▶ EXERCISE GOAL: Nothing is needed except the lines below that run from the one with "Tag each instance of the dark" through the one with "Tag each instance of the dew", repeated exactly.

(Dataset entries)
BEGIN
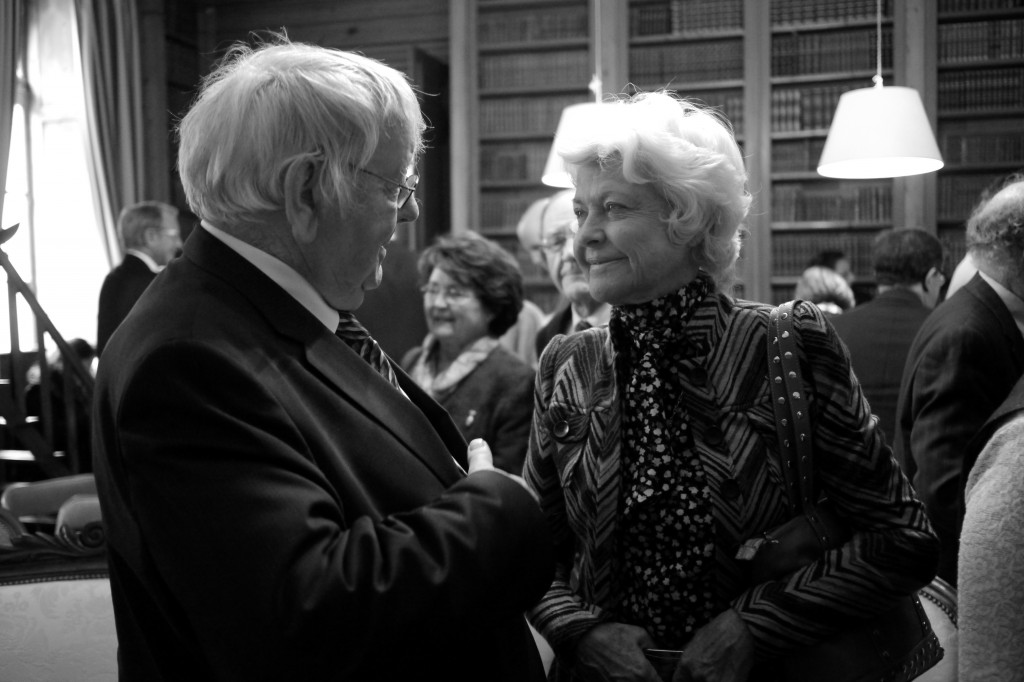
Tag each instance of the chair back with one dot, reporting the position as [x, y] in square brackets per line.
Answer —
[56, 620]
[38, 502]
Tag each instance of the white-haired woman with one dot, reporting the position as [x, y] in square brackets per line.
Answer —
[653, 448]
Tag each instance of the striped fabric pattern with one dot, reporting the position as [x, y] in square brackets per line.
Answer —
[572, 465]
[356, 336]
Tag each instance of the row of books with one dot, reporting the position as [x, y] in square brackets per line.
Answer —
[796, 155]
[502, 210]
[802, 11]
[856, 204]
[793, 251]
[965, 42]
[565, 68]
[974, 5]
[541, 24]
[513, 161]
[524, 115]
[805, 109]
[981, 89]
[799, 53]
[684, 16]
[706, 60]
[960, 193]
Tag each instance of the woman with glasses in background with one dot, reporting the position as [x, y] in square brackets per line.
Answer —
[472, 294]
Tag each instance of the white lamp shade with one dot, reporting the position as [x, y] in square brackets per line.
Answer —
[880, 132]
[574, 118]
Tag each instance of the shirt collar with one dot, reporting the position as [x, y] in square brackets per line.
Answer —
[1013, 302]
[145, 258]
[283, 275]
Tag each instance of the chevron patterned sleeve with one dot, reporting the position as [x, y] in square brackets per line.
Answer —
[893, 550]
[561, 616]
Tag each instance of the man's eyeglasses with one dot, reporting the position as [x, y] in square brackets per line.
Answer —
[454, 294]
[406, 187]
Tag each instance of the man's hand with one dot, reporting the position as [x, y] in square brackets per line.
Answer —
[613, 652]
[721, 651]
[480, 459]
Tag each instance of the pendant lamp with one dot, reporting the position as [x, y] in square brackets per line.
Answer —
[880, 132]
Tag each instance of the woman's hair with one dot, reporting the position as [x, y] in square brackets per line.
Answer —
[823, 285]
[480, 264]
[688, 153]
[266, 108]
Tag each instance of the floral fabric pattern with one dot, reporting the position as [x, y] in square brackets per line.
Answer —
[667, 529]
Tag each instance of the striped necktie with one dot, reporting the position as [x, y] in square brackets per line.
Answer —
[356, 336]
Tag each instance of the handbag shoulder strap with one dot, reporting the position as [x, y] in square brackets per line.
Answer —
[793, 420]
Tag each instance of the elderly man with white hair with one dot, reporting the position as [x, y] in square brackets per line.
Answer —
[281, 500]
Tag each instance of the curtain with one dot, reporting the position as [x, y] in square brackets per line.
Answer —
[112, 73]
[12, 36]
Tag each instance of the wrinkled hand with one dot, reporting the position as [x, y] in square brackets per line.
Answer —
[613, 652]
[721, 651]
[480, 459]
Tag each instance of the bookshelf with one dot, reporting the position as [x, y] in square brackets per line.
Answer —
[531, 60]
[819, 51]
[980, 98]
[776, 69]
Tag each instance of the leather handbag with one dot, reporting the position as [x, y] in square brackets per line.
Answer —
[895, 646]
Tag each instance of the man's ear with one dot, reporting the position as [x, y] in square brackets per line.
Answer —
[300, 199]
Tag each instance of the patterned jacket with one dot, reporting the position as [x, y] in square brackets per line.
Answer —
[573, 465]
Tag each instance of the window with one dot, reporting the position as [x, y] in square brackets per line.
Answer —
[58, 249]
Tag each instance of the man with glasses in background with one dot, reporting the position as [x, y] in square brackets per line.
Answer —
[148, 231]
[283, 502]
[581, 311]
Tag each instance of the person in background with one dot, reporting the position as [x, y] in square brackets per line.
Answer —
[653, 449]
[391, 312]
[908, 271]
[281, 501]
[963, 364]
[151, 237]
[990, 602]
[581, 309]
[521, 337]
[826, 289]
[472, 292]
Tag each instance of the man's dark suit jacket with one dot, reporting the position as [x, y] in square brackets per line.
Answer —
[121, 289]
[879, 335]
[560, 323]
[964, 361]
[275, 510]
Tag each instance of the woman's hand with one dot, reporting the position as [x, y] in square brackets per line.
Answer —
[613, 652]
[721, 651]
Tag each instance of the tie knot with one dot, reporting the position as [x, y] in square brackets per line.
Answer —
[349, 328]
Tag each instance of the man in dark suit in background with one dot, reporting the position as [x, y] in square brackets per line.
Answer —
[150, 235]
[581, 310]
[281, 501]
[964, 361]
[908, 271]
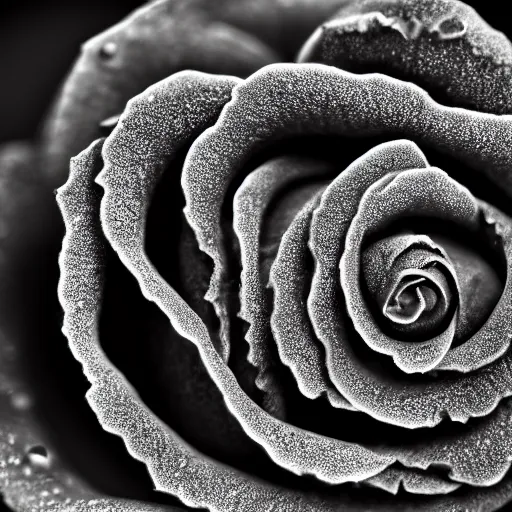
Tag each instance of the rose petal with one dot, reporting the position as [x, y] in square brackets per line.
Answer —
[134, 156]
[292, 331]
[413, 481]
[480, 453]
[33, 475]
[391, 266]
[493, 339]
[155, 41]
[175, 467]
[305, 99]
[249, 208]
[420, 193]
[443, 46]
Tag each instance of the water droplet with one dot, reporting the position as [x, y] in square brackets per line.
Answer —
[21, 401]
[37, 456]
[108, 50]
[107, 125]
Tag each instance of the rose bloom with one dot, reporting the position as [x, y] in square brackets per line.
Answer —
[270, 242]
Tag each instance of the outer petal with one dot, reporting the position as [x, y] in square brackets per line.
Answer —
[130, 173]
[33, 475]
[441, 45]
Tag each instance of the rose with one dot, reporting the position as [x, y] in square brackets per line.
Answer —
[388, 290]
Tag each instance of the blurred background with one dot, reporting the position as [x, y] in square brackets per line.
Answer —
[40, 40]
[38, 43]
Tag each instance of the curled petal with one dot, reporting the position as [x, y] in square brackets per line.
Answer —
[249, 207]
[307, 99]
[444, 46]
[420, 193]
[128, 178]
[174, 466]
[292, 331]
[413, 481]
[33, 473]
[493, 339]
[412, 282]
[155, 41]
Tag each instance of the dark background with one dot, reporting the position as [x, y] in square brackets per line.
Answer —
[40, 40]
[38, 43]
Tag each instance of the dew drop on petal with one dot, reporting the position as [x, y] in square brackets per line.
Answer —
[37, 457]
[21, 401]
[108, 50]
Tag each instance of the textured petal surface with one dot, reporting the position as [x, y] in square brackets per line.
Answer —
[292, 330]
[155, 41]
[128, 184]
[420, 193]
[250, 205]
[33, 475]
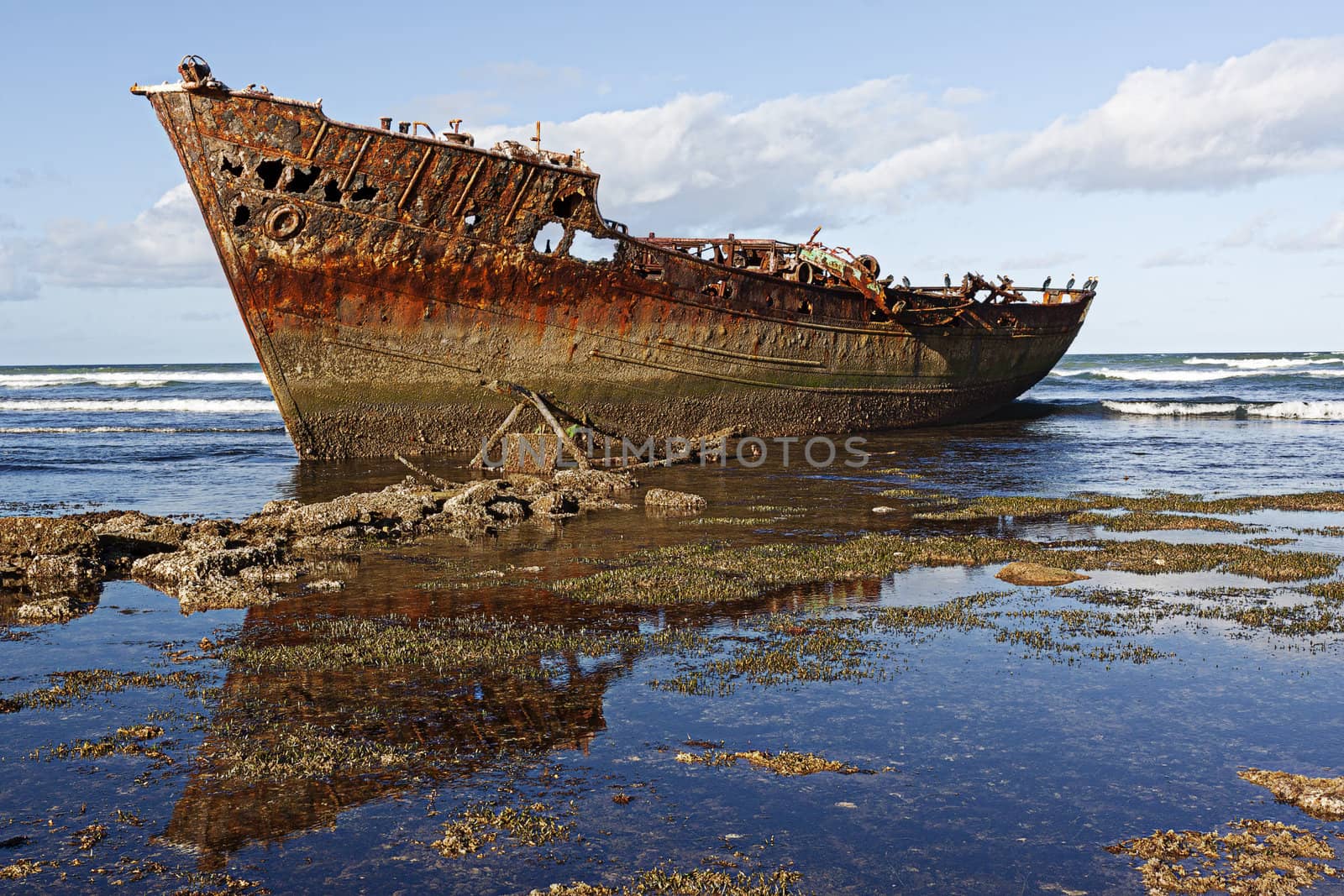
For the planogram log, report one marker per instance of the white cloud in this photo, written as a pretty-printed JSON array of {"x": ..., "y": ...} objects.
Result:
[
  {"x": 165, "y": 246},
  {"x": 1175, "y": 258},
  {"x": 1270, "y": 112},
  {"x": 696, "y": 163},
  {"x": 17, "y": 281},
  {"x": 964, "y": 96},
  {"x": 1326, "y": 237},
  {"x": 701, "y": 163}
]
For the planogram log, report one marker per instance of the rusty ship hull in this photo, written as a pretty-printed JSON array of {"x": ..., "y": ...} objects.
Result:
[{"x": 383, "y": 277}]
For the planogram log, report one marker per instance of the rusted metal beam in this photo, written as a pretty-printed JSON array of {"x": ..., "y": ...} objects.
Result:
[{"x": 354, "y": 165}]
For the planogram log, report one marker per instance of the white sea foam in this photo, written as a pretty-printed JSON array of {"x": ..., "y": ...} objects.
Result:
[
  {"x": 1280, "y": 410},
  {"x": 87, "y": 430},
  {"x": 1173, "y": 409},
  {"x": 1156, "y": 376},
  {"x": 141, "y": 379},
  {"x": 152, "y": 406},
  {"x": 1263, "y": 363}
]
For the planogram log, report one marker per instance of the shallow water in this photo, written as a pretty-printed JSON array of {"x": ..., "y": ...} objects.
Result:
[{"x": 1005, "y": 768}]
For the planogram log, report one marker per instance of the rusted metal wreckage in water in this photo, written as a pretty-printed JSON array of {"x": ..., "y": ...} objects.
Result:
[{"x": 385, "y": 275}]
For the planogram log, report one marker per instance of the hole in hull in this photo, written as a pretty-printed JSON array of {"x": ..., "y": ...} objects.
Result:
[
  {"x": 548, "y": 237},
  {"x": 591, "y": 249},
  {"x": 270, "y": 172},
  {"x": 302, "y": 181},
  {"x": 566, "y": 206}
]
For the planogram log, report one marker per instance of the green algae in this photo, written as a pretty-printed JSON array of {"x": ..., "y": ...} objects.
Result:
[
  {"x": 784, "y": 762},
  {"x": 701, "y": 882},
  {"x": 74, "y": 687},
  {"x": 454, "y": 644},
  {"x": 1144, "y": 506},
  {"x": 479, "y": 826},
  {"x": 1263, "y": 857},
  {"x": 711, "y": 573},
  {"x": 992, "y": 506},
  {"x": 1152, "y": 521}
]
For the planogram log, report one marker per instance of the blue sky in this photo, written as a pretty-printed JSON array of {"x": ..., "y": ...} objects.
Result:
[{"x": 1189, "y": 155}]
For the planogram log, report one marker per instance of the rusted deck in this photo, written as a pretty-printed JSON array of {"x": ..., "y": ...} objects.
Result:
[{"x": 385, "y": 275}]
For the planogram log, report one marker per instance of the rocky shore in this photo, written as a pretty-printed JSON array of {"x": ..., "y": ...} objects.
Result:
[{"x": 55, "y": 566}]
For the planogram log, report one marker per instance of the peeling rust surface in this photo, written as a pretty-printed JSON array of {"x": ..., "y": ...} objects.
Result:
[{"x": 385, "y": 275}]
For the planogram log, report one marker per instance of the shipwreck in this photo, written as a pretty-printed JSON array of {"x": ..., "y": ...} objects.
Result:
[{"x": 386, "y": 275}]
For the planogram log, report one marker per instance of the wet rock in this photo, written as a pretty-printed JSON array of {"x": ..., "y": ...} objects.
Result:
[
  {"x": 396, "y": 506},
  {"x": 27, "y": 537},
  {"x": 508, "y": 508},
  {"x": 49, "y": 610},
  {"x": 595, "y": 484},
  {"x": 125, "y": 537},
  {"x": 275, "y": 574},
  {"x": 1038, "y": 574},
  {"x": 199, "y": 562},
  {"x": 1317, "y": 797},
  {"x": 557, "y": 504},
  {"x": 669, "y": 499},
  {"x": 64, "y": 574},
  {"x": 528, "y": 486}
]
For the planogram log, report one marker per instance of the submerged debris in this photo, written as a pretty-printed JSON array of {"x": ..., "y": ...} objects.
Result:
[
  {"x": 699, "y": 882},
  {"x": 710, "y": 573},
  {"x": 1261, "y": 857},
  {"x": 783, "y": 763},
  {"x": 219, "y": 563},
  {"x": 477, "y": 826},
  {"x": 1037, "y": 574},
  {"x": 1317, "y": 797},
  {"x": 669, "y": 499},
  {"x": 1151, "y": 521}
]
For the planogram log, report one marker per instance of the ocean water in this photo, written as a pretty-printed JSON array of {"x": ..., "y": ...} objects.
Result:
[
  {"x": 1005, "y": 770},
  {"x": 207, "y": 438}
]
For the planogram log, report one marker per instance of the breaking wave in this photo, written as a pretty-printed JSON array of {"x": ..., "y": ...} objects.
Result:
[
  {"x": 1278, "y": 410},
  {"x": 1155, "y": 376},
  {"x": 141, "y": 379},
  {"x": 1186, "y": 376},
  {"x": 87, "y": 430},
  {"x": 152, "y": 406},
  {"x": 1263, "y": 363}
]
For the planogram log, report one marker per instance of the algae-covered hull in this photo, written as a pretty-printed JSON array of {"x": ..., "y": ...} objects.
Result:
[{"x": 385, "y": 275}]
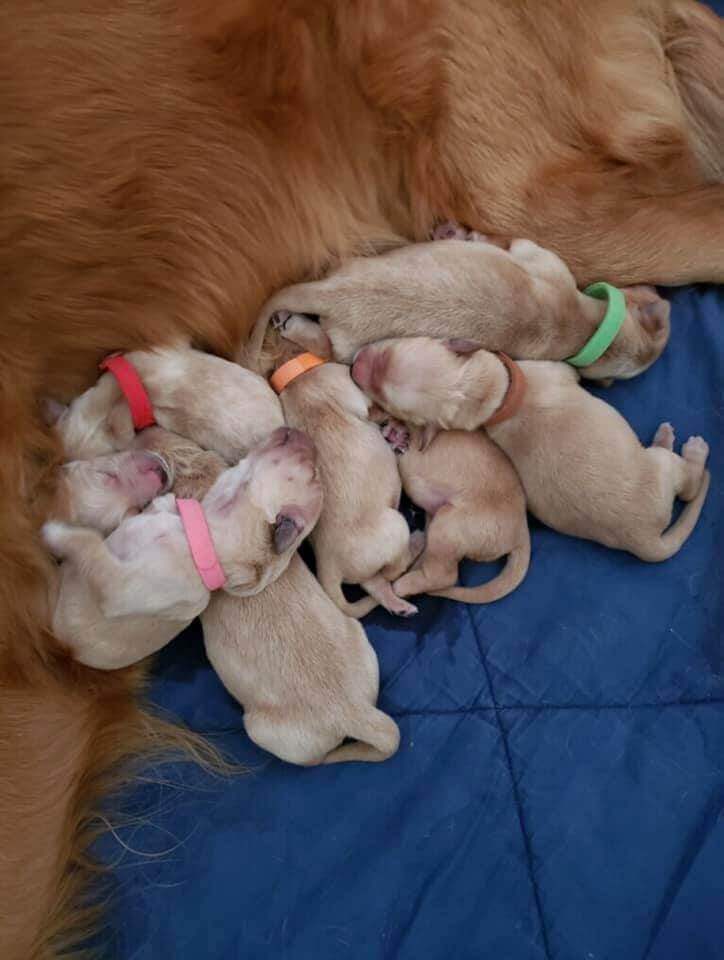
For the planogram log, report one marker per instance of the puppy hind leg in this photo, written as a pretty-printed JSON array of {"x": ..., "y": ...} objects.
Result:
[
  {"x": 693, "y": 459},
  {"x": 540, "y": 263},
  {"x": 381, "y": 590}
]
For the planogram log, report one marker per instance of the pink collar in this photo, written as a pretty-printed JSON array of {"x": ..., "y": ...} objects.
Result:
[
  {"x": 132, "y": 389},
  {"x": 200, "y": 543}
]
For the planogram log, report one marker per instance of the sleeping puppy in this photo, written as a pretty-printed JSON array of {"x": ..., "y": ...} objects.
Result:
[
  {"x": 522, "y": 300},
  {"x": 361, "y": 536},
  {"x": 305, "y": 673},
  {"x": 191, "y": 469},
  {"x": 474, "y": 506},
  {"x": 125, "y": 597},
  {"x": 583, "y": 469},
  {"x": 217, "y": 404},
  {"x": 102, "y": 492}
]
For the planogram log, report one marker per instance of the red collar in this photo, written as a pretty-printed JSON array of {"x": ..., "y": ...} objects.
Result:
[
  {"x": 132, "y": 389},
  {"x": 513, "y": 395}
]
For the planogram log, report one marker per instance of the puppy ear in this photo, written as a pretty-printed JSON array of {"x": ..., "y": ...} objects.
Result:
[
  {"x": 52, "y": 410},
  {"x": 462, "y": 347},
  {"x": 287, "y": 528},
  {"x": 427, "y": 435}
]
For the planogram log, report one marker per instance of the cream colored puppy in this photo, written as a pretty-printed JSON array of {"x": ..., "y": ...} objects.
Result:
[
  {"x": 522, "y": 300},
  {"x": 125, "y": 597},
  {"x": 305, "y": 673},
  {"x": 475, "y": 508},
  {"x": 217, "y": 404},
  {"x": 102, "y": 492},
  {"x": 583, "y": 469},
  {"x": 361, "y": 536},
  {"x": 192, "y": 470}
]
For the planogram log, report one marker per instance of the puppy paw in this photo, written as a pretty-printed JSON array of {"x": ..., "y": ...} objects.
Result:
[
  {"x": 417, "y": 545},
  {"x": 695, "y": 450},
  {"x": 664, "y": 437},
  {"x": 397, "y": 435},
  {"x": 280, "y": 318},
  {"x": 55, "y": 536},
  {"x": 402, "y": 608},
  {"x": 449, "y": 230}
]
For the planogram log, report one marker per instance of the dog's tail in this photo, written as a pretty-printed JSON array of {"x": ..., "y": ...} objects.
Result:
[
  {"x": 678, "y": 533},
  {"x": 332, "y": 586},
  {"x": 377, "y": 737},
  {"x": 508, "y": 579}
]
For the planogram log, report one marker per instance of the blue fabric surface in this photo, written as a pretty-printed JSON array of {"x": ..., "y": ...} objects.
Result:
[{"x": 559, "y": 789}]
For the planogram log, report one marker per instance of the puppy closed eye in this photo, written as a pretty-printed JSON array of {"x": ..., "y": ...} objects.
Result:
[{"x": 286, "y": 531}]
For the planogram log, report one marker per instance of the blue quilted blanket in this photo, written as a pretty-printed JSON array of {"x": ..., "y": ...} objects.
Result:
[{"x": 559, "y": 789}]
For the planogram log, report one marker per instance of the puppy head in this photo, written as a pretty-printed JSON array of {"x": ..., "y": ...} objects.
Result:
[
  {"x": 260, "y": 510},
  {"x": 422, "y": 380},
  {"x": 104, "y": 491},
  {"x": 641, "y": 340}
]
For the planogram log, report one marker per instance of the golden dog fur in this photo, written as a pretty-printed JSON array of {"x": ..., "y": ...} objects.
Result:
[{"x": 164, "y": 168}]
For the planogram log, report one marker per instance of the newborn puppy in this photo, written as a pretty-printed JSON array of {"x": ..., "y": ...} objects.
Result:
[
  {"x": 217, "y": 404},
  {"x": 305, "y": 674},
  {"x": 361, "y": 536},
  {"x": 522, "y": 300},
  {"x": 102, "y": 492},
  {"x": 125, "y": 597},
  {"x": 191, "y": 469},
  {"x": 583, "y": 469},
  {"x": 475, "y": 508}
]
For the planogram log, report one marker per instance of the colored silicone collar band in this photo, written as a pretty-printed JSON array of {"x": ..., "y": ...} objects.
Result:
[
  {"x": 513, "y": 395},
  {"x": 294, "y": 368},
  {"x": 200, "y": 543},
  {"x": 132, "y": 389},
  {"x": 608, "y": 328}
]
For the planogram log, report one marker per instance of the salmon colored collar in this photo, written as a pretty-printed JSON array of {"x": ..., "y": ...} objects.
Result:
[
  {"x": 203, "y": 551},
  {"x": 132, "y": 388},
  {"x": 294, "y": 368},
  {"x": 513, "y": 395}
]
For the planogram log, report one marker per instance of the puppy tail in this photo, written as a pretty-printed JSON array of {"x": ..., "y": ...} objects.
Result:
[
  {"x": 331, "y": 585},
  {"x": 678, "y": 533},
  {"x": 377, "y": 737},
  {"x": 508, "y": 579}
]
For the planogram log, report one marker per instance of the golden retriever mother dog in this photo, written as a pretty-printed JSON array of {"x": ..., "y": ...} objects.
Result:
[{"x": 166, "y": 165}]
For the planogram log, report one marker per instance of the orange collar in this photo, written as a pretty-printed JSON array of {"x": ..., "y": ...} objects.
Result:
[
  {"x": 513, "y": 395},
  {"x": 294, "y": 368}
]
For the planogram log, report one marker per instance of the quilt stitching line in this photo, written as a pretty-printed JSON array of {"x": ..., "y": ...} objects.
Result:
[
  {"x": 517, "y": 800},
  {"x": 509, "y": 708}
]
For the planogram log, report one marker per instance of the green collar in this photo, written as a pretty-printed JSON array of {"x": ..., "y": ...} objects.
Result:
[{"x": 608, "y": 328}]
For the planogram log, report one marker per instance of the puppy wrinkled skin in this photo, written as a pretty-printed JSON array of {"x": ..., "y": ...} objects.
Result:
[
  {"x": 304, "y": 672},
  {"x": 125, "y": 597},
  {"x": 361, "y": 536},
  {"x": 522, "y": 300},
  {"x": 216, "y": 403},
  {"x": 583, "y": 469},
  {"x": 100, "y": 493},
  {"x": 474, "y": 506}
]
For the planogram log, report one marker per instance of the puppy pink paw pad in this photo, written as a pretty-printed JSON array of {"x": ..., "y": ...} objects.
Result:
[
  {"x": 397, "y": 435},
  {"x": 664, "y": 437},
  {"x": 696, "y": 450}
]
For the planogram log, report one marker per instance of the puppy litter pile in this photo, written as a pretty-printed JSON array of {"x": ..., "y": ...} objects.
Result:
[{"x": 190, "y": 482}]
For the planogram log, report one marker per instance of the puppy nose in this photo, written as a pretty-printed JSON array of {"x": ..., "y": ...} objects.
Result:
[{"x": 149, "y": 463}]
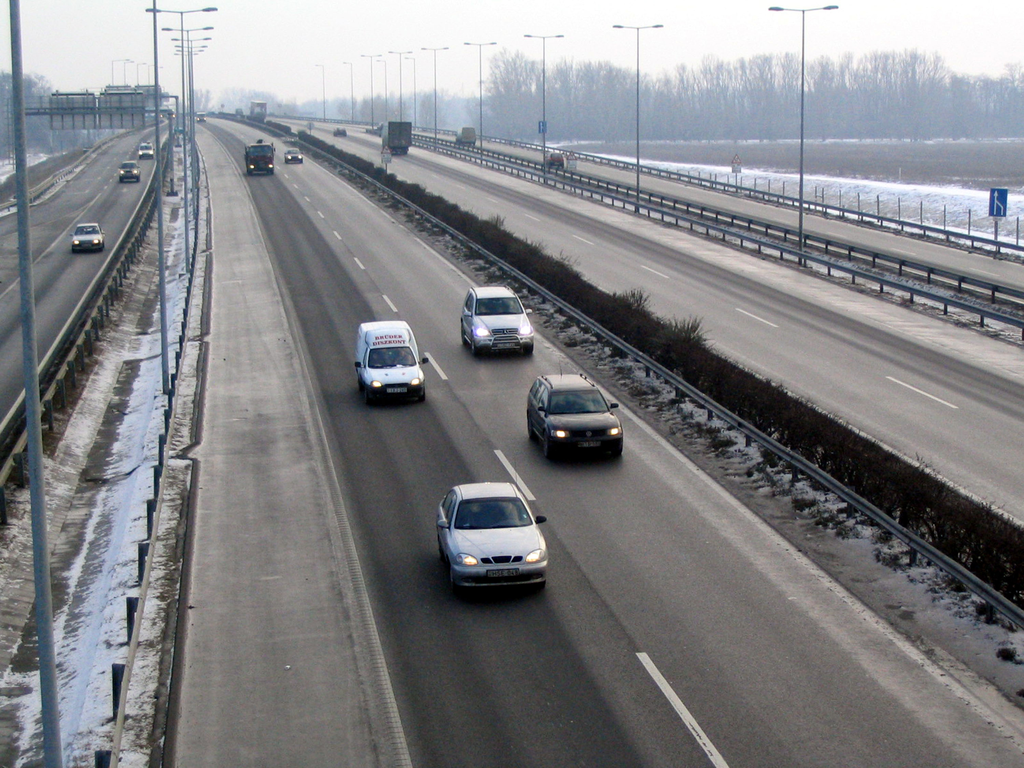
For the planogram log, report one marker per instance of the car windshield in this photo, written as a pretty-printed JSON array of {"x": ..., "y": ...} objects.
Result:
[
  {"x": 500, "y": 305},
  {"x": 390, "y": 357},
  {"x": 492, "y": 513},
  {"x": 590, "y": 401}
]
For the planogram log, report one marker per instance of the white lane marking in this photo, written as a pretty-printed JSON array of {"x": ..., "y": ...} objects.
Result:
END
▶ COMPLETED EXERCISE:
Tag each instance of the dark background with one dot, reporting the position as [x, y] in square brackets per line.
Answer —
[40, 40]
[38, 43]
Tag each instance of the dew drop on petal with one dot, reporting the position as [x, y] in square brackets per line.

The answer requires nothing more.